### Task brief
Copy all of the material below word for word, keeping every line unchanged.

### Material for this task
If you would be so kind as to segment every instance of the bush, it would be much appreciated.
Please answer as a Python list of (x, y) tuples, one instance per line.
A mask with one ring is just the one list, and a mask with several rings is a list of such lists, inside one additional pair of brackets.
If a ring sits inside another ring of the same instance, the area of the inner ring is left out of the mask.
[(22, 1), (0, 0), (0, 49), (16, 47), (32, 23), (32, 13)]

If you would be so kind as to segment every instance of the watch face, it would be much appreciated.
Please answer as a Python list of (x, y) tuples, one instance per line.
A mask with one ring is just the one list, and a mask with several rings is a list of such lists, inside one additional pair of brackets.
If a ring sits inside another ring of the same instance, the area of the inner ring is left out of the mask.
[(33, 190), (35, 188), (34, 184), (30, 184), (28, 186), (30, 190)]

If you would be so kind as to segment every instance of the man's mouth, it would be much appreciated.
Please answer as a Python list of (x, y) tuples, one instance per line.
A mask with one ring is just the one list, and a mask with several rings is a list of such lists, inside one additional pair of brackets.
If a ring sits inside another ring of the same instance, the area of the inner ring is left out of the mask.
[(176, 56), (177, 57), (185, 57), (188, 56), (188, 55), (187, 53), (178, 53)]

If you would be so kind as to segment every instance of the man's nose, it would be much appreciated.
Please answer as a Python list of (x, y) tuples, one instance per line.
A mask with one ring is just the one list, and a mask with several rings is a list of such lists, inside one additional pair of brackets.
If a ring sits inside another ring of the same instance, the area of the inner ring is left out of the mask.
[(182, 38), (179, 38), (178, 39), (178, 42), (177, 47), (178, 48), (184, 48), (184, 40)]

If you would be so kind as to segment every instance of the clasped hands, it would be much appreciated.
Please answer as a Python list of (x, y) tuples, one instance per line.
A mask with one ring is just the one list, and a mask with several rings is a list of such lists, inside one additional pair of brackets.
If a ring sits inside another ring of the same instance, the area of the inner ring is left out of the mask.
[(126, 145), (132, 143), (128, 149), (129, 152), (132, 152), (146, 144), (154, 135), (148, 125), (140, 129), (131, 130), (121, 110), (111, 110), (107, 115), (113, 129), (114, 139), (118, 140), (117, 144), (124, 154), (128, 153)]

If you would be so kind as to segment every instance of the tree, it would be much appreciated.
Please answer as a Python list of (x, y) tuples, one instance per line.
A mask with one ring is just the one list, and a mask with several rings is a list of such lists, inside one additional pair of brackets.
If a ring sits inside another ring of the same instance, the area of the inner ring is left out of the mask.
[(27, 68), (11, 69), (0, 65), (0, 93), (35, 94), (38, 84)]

### Task answer
If you would be so kind as to segment every instance of the bush, it would be much appreciated.
Please answer as a Python list of (x, y) tuples, one instance per line.
A mask with one ring is just the one list, and a mask with several rings is a list of such lists, inside one additional pair of brackets.
If a ring sits inside another ring of the same instance, the area of the inner ring is left out of the mask.
[(22, 1), (0, 0), (0, 49), (16, 47), (32, 23), (32, 13)]

If you would be so kind as to segment every instance of the watch face, it would be much appreciated.
Please answer as a Python list of (x, y) tuples, one instance per line.
A mask with one ring is just the one list, and a mask with several rings is a list of such lists, inside one additional pair of brackets.
If a ring sits inside another ring of the same instance, the area of the inner ring is left out of the mask.
[(33, 190), (35, 188), (34, 184), (30, 184), (28, 186), (30, 190)]

If you would be so kind as to segment every instance of the man's mouth, it would be much appreciated.
Please answer as a Python list of (x, y) tuples, one instance per line.
A mask with one ring is just the one list, and a mask with several rings is a list of such lists, inside one additional pair of brackets.
If a ring sits inside another ring of the same instance, the area of the inner ring is left out of the mask.
[(176, 56), (177, 57), (185, 57), (188, 56), (188, 55), (187, 53), (178, 53)]

If you would be so kind as to segment every instance of the man's nose, it would be much appreciated.
Please answer as a Python list of (x, y) tuples, one instance per line.
A mask with one ring is just the one list, and a mask with several rings is a list of such lists, inside one additional pair of brackets.
If a ring sits inside another ring of the same instance, the area of the inner ring is left out of the mask.
[(182, 38), (179, 38), (178, 39), (178, 42), (177, 47), (178, 48), (184, 48), (184, 40)]

If you would be so kind as to segment every instance of the clasped hands, it would be much appreciated.
Please answer as a Python list of (x, y) tuples, one instance per line.
A mask with one ring is just the one list, and a mask with several rings is a list of such lists, inside one additional pair of brackets.
If a ring sits inside another ring of the same instance, the area of the inner ring is left out of the mask.
[(126, 145), (132, 143), (128, 149), (129, 152), (132, 152), (146, 144), (154, 135), (148, 125), (140, 129), (131, 130), (121, 110), (111, 110), (107, 115), (113, 129), (114, 139), (118, 140), (117, 144), (124, 154), (128, 153)]

If you would be so kind as to segment every instance of the tree, it would be much appreciated.
Please answer as a Python list of (x, y) tuples, one instance per line.
A mask with one ring is just the one list, and a mask with several rings is a list of such lists, inside one additional pair of brackets.
If a ring sits inside another ring of the same instance, the area of the inner ring is left out of the mask.
[(27, 68), (11, 69), (0, 65), (0, 93), (35, 94), (38, 84)]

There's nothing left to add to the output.